#### The task:
Beginning with the line that contains "Target: asphalt road", extract each line through the end of the listing below, with no additions or omissions.

#### Material shown:
########

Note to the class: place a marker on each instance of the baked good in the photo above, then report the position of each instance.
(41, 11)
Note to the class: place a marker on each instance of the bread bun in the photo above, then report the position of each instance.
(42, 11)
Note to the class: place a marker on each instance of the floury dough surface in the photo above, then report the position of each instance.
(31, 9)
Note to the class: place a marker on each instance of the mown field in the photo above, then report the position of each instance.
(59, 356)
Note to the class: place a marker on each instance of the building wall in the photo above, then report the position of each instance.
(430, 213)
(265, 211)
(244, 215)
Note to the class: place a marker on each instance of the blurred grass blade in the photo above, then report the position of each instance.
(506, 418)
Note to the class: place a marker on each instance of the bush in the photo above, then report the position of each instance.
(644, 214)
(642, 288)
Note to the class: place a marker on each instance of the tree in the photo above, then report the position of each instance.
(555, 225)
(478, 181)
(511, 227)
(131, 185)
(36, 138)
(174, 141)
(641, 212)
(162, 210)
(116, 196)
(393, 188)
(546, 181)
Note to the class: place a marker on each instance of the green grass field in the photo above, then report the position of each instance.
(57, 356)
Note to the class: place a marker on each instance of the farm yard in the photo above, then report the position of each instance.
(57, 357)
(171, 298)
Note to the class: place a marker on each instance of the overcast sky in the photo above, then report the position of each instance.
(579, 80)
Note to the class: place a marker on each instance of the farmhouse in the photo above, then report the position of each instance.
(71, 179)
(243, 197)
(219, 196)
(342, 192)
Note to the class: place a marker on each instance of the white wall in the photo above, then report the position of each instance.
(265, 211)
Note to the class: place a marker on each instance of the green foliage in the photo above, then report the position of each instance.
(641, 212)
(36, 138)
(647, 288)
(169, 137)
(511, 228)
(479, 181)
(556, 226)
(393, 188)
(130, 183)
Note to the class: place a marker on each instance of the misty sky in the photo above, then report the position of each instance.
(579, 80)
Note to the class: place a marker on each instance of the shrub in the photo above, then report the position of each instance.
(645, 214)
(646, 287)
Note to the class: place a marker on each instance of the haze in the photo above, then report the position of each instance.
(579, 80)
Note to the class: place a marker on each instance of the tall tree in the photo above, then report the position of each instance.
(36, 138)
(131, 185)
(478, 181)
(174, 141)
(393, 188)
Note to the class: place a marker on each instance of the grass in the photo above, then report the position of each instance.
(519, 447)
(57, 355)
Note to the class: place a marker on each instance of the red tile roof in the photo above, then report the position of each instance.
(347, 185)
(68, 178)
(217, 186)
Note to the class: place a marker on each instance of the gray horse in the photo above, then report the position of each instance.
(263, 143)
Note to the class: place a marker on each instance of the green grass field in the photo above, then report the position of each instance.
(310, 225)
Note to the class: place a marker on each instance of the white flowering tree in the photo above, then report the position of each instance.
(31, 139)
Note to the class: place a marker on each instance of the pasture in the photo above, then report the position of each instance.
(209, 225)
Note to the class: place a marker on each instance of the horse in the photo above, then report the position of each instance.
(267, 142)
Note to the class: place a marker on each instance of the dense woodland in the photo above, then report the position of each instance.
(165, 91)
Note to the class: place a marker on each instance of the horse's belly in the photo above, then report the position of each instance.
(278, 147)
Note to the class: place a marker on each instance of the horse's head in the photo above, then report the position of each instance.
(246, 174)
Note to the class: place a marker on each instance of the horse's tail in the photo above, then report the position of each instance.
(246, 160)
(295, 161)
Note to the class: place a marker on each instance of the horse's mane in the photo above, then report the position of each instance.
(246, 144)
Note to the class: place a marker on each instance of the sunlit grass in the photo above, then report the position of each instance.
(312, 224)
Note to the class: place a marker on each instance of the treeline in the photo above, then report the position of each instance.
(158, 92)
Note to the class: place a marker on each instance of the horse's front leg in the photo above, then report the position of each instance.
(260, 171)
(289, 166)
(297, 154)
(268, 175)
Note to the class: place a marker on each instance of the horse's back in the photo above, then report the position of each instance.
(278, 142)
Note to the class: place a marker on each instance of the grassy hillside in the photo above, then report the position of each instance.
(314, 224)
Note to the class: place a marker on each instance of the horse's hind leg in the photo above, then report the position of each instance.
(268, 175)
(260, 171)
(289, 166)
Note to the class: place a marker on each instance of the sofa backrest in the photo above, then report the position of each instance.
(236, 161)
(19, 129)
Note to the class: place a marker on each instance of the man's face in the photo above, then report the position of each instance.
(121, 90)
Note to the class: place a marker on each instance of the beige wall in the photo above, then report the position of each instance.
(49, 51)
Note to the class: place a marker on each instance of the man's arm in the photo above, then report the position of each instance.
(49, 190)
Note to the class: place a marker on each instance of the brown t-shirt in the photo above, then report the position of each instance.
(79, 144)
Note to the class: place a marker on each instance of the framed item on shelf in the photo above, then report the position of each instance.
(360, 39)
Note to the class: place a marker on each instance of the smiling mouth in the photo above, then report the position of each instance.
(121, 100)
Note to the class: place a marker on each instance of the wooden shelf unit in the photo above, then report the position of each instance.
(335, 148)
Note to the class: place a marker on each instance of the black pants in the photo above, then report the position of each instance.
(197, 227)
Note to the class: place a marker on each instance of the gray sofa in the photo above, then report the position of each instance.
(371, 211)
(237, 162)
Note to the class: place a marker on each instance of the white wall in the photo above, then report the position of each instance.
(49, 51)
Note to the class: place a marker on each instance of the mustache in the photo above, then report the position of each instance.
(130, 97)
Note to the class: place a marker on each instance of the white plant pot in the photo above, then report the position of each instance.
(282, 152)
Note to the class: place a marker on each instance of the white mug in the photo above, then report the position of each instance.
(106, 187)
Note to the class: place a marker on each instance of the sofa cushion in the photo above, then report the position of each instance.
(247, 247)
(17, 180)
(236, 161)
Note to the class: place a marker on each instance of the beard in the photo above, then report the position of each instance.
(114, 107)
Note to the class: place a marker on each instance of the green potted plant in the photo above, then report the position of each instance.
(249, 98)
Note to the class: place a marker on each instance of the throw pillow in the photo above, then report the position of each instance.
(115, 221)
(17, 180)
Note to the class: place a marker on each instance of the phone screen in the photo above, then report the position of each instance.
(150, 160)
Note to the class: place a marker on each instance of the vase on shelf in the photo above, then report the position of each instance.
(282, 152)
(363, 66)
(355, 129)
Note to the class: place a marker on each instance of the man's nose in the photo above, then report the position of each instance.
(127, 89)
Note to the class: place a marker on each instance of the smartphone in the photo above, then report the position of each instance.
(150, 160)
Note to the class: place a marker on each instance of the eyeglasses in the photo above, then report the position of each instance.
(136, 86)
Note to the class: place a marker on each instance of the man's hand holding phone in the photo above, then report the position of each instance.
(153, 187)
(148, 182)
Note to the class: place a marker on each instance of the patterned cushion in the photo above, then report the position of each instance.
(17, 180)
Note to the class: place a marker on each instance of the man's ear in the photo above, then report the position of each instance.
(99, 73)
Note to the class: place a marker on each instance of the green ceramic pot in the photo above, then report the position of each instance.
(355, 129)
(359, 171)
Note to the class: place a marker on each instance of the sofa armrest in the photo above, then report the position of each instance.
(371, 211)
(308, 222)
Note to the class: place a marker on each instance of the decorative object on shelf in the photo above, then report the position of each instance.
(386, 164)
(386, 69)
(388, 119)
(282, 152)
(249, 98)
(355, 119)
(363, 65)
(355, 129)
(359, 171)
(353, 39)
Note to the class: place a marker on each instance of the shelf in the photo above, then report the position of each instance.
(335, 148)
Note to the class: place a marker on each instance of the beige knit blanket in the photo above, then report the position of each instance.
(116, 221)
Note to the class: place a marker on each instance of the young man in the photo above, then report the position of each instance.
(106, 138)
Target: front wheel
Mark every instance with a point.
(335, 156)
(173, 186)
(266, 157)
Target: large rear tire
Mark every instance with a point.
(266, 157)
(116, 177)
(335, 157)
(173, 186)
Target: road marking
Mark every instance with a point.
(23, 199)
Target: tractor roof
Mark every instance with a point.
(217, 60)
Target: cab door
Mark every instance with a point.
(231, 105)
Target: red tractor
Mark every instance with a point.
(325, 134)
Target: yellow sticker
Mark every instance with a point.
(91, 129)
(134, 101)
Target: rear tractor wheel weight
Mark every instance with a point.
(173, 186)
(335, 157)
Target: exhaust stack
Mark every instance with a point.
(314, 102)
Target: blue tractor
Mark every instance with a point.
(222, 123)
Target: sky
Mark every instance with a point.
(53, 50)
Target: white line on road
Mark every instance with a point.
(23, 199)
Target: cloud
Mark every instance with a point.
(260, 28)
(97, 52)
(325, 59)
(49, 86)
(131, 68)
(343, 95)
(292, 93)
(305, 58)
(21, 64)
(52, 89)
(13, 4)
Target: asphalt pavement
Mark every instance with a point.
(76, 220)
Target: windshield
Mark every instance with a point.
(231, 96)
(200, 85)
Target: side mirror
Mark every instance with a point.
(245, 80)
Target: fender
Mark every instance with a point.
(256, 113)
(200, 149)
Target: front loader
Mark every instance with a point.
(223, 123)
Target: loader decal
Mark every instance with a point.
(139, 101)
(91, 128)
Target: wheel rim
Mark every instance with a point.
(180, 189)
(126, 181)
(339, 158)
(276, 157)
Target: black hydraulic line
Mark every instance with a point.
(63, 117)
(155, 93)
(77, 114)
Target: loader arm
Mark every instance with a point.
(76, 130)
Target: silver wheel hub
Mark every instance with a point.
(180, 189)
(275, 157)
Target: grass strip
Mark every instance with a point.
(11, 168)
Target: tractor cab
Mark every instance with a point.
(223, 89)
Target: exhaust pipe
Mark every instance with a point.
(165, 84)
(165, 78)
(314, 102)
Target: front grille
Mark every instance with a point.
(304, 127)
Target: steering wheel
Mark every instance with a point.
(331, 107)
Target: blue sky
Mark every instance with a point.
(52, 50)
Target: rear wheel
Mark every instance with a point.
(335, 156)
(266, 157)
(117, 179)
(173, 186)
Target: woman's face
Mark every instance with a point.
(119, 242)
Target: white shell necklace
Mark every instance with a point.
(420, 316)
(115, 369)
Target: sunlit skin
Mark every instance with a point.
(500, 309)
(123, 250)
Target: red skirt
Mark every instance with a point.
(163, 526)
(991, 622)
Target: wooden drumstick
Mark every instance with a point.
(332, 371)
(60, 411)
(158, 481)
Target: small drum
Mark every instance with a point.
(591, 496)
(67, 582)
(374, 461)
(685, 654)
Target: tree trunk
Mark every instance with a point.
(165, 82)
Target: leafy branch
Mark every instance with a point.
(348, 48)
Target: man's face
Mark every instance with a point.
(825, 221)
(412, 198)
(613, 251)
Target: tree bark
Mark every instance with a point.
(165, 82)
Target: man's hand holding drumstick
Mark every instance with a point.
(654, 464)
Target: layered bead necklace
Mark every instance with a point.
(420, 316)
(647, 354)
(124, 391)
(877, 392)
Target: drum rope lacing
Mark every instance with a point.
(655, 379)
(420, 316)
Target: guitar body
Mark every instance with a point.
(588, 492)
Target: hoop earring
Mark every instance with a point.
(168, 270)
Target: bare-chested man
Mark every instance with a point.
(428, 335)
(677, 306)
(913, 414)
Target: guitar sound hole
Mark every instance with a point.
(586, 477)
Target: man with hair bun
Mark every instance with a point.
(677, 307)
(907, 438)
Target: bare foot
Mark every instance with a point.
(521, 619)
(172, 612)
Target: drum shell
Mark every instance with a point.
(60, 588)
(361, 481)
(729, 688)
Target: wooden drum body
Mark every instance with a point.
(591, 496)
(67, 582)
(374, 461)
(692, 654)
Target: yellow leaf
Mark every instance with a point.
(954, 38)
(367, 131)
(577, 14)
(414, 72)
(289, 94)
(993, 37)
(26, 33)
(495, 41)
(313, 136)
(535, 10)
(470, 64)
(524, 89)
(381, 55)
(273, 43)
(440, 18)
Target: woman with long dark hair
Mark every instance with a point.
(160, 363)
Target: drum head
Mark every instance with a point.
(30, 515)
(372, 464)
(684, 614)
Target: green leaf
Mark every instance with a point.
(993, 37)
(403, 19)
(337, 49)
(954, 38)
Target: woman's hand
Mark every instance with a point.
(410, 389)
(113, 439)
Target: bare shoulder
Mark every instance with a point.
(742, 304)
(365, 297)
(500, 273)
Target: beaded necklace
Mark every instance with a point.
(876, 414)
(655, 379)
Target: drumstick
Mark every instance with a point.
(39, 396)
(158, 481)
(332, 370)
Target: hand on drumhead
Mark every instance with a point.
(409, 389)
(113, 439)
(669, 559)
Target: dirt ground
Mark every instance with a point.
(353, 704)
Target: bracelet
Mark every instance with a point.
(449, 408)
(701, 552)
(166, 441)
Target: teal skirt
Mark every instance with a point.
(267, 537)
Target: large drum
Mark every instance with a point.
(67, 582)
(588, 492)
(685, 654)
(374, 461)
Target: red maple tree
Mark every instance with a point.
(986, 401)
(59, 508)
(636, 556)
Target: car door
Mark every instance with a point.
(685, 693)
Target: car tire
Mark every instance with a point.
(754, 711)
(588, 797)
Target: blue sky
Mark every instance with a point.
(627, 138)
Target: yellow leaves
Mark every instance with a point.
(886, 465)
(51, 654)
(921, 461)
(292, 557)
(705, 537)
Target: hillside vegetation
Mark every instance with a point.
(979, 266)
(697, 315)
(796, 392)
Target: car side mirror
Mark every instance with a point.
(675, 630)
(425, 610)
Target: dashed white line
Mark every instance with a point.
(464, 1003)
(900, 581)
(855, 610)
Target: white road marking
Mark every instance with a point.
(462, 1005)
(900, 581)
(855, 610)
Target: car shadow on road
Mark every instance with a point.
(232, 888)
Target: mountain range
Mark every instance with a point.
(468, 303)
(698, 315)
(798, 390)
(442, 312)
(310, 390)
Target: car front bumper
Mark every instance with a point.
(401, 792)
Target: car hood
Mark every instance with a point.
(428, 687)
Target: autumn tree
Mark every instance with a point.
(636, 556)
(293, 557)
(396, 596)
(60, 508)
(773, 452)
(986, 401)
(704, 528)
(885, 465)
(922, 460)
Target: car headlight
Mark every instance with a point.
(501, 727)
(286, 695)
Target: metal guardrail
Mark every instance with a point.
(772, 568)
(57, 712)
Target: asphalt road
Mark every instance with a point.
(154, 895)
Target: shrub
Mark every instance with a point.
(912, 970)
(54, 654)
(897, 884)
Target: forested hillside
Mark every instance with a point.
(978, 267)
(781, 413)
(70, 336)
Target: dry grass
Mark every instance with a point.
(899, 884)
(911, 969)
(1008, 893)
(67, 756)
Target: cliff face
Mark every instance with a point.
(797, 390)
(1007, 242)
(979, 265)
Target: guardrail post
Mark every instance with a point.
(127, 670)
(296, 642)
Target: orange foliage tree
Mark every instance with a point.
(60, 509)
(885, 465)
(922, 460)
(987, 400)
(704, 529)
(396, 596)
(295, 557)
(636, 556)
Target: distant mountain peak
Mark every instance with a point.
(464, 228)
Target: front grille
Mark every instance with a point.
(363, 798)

########

#### Result for this task:
Target: asphalt road
Mark every instance with a point.
(154, 895)
Target: shrub
Mark every instance with a point.
(912, 970)
(54, 654)
(897, 884)
Target: forested hillside
Mark every instance with a point.
(978, 267)
(781, 413)
(70, 336)
Target: dry grass
Mark every instance with a point.
(899, 884)
(911, 969)
(1008, 893)
(67, 756)
Target: cliff face
Mark every instance with a point.
(797, 390)
(1007, 242)
(979, 265)
Target: guardrail post
Mark every instance with a point.
(127, 670)
(296, 642)
Target: orange foliage tree
Mark every instance with a point.
(60, 509)
(885, 465)
(922, 460)
(987, 400)
(704, 529)
(396, 596)
(295, 557)
(636, 556)
Target: distant mountain peak
Mark every instance with a point.
(464, 228)
Target: front grille
Mark every instance with a point.
(363, 798)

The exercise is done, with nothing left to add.